When you come to a picture, pass over it, and set down the entries below exactly.

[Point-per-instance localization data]

=== Begin Enclosure ===

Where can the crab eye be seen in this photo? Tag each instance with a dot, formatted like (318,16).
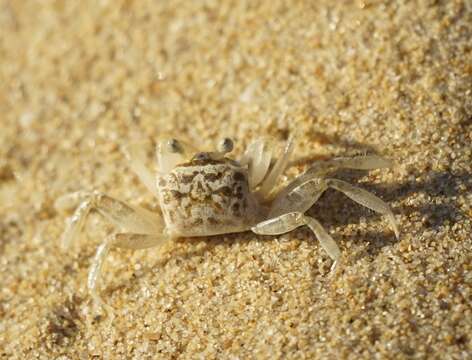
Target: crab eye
(226,145)
(201,156)
(174,146)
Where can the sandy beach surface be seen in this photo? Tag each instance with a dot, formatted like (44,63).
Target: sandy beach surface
(80,80)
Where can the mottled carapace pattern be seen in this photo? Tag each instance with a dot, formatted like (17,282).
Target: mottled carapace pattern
(207,197)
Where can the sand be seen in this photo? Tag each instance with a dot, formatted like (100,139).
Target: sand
(79,80)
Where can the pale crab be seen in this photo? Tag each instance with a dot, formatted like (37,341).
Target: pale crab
(208,193)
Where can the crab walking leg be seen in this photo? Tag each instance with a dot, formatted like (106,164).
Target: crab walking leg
(124,241)
(134,219)
(366,199)
(257,157)
(320,169)
(269,182)
(288,222)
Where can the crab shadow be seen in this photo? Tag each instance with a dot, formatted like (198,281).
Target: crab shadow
(334,209)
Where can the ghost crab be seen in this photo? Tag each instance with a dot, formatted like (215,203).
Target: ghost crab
(208,193)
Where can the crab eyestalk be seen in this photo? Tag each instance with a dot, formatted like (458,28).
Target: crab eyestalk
(224,147)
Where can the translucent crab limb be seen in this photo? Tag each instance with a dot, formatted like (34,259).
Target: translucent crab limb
(290,221)
(300,198)
(129,218)
(366,199)
(321,168)
(271,179)
(257,157)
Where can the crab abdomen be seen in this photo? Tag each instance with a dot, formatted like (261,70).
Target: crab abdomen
(209,199)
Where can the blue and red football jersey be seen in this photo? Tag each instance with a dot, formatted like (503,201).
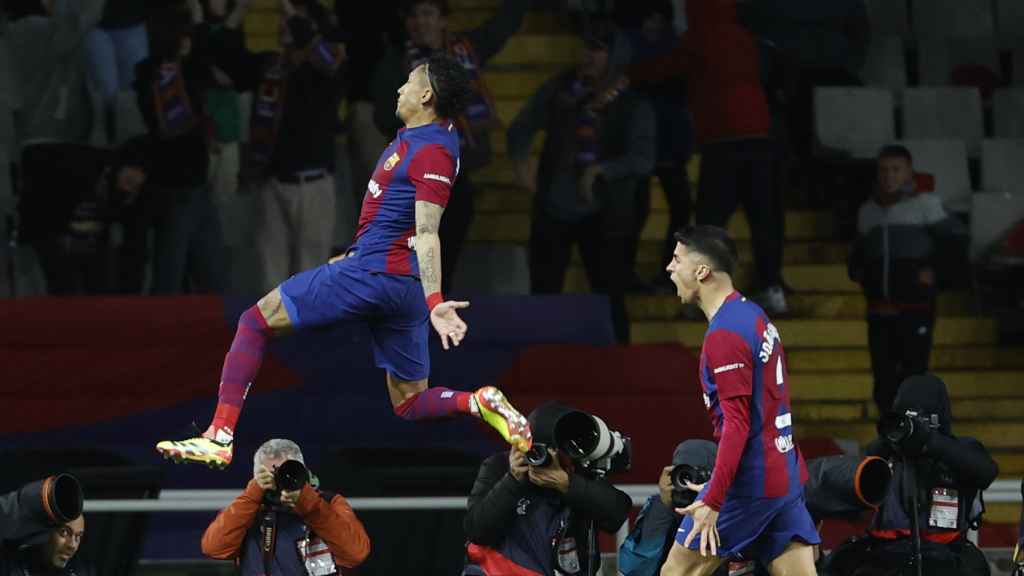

=== End Enclosure ===

EXERCISE SOLUTION:
Where can the crab eye be seen in this photo? Tag each instance with a dot, formatted like (318,16).
Target: crab eye
(226,145)
(201,156)
(174,146)
Where can the sandy beach surface be seen in this photo? Tag each instance with a dot, formatted like (44,63).
Target: sandy beach surface
(80,80)
Where can the mottled carapace pattern be seen in this photo? Tag each instance with a dot, formatted like (17,282).
Target: mottled carapace pattern
(207,197)
Where can the sand be seen in this photo? Tag each instance with a dot, formatted like (100,139).
Target: sand
(79,80)
Where can the pale crab be seen in this photo? Tag each instance with a dot, formatted like (37,341).
Target: pale crab
(208,193)
Where can the crab walking leg be seen in this photo? Tag each instance with a dot, formatted like (106,164).
Target: crab walking leg
(124,241)
(134,219)
(366,199)
(257,157)
(320,169)
(269,182)
(288,222)
Where can the crab shadow be seen in this photo? Tag each instance with a dot, formatted like (198,281).
Target: crab shadow
(334,209)
Where can the ghost crab be seen in this photo? Tag each instance with a dot, formatted like (215,203).
Target: ghost crab
(208,193)
Where can the crab eyestalk be seen in this photo? Tag each instance with a dot, formatted like (458,28).
Target: crab eyestalk
(224,147)
Where can the translucent crab limb be seen in this photo? Tag each instance with a dot, formatted like (34,259).
Target: translucent crab limb
(290,221)
(300,198)
(129,218)
(366,199)
(321,168)
(271,179)
(257,157)
Where can the crab abdomen be seen in this photo? Tag each instance with a dot, formatted like (261,70).
Target: crab abdomen
(209,199)
Where can the blue and red football jersey be seen in this photo? Tag each instance with a dot, formatted like (503,201).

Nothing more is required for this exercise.